■ What the task requires ■
Please return every line of the records that contains the word "window".

BEGIN Records for this task

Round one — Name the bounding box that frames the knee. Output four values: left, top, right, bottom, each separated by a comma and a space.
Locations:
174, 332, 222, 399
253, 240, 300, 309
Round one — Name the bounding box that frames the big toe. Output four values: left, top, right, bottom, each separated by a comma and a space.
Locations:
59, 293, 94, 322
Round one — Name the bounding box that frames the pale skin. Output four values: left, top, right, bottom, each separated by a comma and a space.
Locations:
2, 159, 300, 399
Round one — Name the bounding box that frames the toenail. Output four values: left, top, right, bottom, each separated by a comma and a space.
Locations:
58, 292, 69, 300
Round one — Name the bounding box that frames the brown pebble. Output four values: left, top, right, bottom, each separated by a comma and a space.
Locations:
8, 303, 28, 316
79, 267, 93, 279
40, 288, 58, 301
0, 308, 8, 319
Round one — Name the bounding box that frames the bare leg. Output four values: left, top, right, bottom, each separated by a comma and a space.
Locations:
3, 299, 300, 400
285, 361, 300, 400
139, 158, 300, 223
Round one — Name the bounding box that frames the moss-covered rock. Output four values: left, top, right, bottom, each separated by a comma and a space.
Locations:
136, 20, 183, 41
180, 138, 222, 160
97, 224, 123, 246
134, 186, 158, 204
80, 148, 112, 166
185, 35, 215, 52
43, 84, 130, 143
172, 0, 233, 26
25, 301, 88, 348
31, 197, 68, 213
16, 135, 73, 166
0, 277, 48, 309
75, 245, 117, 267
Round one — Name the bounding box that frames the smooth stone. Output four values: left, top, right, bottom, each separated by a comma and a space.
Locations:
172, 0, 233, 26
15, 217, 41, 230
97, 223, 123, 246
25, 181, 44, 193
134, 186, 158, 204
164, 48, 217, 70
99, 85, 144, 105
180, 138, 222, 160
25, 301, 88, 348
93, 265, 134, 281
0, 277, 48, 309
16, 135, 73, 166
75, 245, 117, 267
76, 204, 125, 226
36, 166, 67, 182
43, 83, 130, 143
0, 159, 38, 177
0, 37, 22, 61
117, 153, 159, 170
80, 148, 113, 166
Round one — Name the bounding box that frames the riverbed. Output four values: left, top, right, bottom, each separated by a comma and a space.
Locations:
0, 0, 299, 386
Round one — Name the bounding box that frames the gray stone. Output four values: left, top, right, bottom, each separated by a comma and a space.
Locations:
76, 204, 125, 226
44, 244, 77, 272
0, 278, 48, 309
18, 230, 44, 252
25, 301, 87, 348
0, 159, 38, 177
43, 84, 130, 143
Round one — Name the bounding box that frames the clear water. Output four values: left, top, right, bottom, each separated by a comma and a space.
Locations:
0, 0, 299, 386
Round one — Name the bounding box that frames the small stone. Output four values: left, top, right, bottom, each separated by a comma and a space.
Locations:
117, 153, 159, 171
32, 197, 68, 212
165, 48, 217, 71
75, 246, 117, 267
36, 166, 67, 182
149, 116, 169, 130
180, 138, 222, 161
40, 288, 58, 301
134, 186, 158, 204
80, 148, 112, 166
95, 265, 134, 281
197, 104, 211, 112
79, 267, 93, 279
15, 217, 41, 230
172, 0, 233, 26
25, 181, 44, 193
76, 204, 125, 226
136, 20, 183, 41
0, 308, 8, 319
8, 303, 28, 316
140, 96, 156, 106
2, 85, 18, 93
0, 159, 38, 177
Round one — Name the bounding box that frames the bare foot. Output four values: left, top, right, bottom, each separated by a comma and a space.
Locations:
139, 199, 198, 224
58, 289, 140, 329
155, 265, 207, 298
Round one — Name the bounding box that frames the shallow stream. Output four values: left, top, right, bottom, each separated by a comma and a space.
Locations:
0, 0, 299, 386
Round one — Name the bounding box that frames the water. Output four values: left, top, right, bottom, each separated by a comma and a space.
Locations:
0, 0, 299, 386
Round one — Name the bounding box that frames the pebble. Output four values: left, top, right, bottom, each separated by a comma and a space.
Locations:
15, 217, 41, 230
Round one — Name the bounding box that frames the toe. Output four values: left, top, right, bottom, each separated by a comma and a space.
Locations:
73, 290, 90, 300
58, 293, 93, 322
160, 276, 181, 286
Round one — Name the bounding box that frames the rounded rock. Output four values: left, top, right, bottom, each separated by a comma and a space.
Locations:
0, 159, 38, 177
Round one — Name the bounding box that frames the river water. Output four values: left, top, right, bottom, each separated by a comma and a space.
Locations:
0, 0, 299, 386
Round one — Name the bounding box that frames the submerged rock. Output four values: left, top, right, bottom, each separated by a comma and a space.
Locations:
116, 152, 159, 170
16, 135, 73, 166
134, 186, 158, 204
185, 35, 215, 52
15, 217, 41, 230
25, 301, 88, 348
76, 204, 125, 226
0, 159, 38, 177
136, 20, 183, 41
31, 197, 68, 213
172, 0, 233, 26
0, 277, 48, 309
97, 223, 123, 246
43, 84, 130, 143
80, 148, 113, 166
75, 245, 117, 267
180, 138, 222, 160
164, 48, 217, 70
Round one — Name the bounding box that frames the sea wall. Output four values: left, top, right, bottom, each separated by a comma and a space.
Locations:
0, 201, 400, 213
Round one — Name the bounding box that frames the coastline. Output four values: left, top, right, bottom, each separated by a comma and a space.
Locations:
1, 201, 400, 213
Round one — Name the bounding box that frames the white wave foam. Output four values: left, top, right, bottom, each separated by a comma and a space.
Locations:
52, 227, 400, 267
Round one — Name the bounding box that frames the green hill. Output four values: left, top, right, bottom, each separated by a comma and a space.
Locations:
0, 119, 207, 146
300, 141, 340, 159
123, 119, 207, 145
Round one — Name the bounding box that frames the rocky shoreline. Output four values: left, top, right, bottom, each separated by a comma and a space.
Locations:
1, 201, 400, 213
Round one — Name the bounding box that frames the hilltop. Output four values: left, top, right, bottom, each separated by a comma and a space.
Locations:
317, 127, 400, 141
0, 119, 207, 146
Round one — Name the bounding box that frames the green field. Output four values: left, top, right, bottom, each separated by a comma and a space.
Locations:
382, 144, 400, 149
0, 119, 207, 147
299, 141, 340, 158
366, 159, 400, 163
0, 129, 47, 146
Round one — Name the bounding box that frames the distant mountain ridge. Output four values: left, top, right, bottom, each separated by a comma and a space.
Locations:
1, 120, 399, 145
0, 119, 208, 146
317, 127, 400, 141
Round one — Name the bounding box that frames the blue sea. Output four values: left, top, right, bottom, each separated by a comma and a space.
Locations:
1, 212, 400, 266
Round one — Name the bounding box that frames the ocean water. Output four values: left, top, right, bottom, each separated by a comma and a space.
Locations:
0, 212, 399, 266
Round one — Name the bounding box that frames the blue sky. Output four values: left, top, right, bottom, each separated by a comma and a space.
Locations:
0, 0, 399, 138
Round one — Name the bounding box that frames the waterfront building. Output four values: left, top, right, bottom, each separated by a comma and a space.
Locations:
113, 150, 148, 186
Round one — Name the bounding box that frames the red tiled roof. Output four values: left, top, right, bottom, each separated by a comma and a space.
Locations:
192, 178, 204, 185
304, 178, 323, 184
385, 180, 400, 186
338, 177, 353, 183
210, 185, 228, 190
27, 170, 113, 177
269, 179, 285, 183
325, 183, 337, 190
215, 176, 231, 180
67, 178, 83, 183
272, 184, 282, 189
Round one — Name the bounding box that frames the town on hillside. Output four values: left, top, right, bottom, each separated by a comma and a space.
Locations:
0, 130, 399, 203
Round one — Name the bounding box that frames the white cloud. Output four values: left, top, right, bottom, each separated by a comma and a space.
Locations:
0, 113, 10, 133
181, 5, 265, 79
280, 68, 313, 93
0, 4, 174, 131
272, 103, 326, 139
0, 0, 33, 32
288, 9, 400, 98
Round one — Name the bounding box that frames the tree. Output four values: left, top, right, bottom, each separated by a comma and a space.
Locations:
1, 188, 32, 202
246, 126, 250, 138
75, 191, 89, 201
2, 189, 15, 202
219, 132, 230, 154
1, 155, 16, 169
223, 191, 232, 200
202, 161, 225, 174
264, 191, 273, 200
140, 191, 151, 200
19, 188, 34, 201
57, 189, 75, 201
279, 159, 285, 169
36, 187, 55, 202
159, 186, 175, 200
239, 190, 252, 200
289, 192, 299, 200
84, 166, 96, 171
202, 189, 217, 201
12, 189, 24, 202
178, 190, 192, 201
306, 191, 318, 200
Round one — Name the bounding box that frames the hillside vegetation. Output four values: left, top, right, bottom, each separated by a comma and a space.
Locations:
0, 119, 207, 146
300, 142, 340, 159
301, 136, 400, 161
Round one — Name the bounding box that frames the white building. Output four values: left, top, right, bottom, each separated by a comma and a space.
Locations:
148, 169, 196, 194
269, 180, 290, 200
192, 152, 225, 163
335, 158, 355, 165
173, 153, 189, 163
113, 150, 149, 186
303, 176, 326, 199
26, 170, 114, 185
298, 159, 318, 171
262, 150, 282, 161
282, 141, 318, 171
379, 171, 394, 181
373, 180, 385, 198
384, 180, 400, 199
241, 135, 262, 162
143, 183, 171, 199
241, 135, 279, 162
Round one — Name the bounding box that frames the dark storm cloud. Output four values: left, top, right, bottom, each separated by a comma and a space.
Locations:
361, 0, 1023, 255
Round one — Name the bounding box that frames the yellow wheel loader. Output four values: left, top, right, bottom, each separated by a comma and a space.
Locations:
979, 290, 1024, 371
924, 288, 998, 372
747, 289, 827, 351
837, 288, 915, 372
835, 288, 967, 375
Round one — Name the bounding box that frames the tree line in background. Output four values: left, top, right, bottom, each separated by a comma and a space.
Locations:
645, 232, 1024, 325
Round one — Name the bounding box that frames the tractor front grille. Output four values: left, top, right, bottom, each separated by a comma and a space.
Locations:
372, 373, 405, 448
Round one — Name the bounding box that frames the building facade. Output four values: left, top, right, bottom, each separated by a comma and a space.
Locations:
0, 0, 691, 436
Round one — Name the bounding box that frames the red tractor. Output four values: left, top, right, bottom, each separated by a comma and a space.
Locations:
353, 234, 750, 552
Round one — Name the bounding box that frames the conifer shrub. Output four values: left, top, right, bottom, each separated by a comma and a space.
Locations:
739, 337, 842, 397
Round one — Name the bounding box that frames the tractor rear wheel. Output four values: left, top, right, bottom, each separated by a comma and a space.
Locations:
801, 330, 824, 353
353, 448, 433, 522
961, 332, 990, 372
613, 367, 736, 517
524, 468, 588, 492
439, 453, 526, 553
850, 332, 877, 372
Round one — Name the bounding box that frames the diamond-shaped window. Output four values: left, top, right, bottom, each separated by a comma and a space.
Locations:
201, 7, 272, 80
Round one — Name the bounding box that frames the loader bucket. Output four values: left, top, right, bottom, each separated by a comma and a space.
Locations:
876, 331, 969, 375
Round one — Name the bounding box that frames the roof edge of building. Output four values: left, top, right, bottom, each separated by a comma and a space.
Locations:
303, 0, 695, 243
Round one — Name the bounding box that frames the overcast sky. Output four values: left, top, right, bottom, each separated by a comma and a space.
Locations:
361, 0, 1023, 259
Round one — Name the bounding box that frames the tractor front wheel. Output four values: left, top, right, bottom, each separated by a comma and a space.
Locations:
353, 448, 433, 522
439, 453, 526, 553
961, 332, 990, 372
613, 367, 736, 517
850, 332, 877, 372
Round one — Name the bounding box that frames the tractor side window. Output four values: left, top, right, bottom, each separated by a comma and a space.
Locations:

END Records for this task

■ Output for this task ■
Round one — Name the bounding box that frames the diamond-shaped window. Output four values: left, top, right, bottom, each separated by a comma and a space.
Round one — Name the bounding box that frames the tractor side window. Output four values: left, top, right, bottom, each separated by a comma and a space.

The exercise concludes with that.